= THE INPUT =
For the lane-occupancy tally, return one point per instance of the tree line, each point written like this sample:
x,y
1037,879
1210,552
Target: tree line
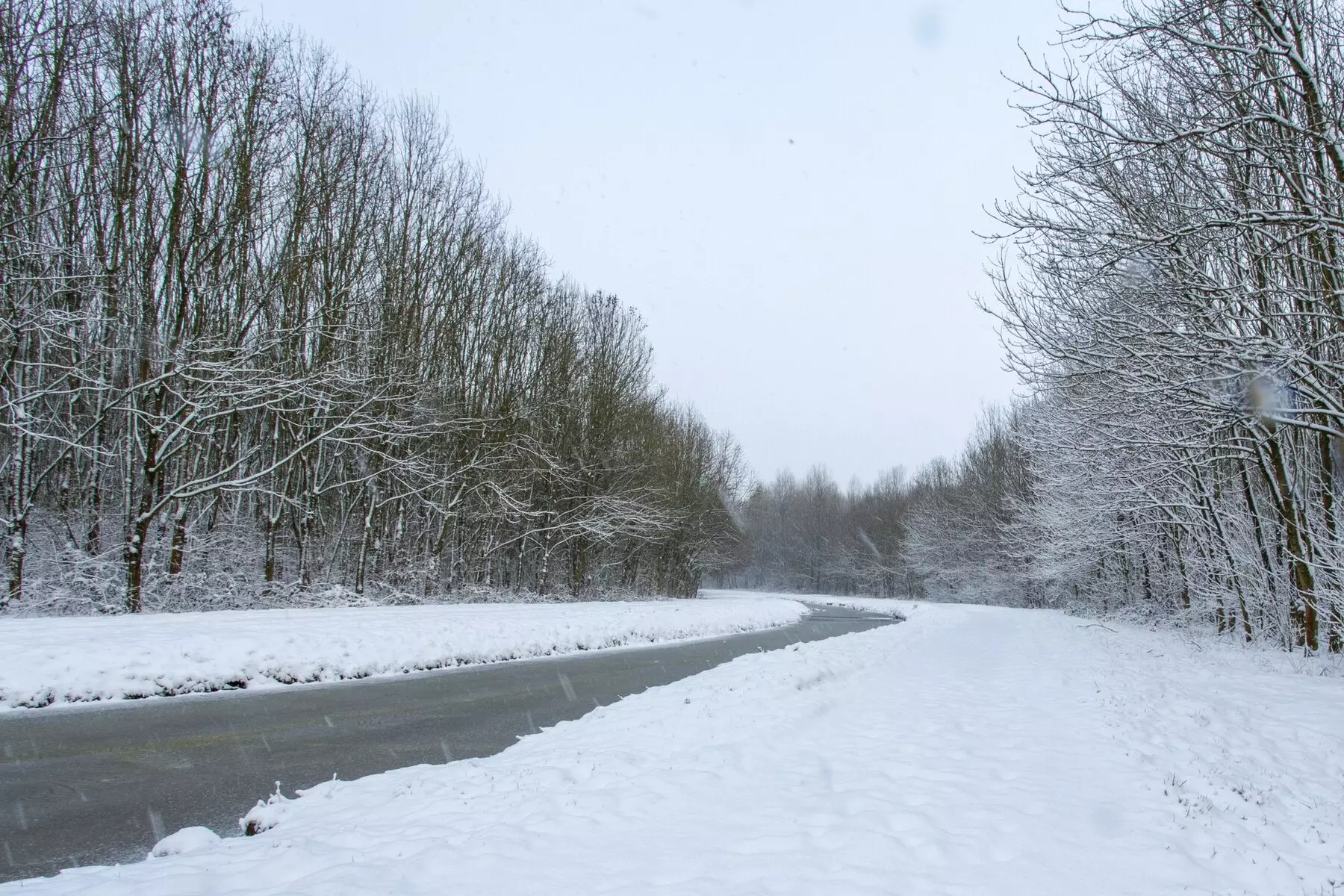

= DO THIS =
List every line of the items above that contains the word "tree".

= OUTPUT FOR THIS EXERCISE =
For the lane-occupancy tally, return one point per instance of the tree line, each point written like this sample:
Target: tree line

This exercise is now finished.